EXERCISE INSTRUCTIONS:
Gather every line in the records below that contains the word "gray", matching case exactly.

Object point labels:
──────────────────────────────

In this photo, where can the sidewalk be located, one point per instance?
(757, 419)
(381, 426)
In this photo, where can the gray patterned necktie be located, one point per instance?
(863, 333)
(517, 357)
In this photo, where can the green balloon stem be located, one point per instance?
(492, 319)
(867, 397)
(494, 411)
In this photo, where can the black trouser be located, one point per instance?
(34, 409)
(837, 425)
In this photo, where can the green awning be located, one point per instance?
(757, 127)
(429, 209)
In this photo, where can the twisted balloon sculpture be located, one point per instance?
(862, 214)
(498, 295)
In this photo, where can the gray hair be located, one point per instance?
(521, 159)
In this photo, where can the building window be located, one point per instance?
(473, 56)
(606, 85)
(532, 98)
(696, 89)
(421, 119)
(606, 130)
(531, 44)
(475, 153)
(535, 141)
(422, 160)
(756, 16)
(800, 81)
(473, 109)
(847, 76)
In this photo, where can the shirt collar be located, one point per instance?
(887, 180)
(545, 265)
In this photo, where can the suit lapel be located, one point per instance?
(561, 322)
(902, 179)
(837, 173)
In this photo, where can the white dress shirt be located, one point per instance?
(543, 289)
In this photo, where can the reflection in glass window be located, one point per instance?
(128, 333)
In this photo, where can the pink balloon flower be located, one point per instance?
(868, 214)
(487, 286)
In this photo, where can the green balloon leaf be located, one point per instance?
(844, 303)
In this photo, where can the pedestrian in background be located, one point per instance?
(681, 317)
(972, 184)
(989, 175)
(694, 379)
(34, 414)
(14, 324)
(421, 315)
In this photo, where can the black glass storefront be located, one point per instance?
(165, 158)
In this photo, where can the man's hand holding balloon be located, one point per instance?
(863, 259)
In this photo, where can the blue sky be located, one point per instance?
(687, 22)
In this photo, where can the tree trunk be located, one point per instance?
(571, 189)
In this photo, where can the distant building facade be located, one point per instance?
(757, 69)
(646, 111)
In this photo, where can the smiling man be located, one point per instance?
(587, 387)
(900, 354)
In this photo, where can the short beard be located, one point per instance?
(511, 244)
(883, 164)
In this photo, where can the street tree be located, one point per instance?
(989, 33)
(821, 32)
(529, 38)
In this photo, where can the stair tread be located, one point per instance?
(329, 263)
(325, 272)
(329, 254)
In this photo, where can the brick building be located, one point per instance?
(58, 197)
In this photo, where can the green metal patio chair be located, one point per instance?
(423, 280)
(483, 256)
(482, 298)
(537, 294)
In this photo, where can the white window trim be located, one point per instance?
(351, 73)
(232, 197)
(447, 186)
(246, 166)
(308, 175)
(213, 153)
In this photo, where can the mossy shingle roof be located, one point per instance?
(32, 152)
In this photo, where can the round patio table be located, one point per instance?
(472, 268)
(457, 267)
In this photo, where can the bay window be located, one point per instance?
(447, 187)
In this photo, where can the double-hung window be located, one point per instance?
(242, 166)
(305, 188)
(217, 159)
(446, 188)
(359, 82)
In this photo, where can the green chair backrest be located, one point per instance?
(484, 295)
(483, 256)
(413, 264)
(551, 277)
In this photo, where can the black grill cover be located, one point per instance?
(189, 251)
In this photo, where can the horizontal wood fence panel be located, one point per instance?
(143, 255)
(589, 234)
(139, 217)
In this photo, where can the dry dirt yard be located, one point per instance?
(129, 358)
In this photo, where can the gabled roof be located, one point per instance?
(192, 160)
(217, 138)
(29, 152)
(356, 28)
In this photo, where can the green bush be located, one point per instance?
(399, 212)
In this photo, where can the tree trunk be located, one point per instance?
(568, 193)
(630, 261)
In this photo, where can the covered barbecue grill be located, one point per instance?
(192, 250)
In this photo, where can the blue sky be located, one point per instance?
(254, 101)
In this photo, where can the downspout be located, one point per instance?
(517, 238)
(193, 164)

──────────────────────────────

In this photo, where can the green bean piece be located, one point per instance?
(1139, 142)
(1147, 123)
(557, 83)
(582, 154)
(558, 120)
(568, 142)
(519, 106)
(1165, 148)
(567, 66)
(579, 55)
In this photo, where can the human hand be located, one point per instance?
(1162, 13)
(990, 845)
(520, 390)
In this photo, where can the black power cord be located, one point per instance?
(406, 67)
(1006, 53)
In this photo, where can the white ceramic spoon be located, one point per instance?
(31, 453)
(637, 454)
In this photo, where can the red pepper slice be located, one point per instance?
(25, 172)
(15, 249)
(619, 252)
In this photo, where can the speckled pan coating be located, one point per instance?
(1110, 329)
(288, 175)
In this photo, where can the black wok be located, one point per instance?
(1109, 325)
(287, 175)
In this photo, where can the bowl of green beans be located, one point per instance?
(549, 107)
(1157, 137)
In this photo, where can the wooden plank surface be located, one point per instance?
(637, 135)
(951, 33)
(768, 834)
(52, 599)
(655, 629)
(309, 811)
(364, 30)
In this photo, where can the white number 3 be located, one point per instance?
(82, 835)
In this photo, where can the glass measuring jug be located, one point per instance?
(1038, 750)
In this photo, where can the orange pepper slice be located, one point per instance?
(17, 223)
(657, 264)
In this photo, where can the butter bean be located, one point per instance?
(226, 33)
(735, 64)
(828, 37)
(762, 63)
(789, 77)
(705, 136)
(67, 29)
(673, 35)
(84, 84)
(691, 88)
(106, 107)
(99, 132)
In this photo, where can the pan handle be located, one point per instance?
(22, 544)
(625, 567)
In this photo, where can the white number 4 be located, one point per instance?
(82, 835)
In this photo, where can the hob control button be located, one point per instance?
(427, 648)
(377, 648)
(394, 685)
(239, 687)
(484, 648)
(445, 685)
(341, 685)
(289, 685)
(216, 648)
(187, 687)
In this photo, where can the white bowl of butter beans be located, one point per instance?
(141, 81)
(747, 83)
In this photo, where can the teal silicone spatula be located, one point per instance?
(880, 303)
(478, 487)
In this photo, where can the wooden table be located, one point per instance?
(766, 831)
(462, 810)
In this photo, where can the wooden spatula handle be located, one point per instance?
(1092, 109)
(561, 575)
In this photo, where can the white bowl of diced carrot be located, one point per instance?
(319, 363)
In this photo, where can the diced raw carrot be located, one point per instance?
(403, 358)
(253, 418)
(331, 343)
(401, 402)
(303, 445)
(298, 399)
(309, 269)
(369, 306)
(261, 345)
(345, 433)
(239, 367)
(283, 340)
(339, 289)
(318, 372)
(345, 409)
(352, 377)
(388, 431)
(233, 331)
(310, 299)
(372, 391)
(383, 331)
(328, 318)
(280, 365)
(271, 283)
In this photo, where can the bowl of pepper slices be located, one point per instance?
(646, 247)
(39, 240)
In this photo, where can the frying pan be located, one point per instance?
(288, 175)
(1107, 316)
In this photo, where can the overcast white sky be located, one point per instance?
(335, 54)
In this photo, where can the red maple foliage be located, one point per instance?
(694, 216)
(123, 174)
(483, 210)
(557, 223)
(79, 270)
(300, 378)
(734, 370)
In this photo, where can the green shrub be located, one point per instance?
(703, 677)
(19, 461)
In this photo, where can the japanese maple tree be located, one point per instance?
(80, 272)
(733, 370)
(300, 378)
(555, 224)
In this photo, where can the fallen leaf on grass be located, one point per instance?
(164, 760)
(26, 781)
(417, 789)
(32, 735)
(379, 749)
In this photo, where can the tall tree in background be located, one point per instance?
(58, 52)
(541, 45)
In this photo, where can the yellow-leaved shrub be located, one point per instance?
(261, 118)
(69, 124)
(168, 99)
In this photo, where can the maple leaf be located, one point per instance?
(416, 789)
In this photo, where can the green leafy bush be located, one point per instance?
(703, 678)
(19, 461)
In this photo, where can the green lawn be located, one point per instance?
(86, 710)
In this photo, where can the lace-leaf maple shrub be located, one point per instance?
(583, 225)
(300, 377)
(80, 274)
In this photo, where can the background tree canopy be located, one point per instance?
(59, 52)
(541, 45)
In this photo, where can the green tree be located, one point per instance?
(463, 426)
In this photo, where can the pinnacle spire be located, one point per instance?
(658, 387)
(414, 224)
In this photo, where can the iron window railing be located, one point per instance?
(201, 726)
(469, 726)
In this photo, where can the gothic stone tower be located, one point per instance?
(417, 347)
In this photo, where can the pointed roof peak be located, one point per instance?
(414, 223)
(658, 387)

──────────────────────────────

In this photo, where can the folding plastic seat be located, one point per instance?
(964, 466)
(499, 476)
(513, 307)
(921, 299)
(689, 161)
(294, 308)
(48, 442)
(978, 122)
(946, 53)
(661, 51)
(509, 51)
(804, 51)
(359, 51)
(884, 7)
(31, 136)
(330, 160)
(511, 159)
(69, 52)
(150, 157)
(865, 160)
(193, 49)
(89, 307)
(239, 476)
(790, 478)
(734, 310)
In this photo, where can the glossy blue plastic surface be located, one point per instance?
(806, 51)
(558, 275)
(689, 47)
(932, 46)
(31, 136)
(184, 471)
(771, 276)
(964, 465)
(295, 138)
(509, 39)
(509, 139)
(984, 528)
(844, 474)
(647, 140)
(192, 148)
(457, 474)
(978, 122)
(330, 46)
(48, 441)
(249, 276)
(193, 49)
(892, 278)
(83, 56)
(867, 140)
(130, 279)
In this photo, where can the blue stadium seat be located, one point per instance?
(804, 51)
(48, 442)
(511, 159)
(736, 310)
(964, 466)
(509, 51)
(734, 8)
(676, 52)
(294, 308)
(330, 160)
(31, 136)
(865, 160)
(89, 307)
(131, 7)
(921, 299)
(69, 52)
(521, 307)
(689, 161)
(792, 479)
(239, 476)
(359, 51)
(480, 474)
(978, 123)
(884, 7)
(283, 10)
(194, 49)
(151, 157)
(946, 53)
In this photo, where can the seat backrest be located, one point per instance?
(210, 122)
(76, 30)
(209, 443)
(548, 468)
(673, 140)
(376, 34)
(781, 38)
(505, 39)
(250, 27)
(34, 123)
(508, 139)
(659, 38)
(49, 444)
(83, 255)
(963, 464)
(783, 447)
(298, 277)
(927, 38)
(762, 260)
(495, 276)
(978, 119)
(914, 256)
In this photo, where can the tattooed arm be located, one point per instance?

──────────────────────────────

EXERCISE SOLUTION:
In this photo, where can the gray patterned necktie be located, one point per instance?
In this photo, where can the gray hair be located, one point per instance?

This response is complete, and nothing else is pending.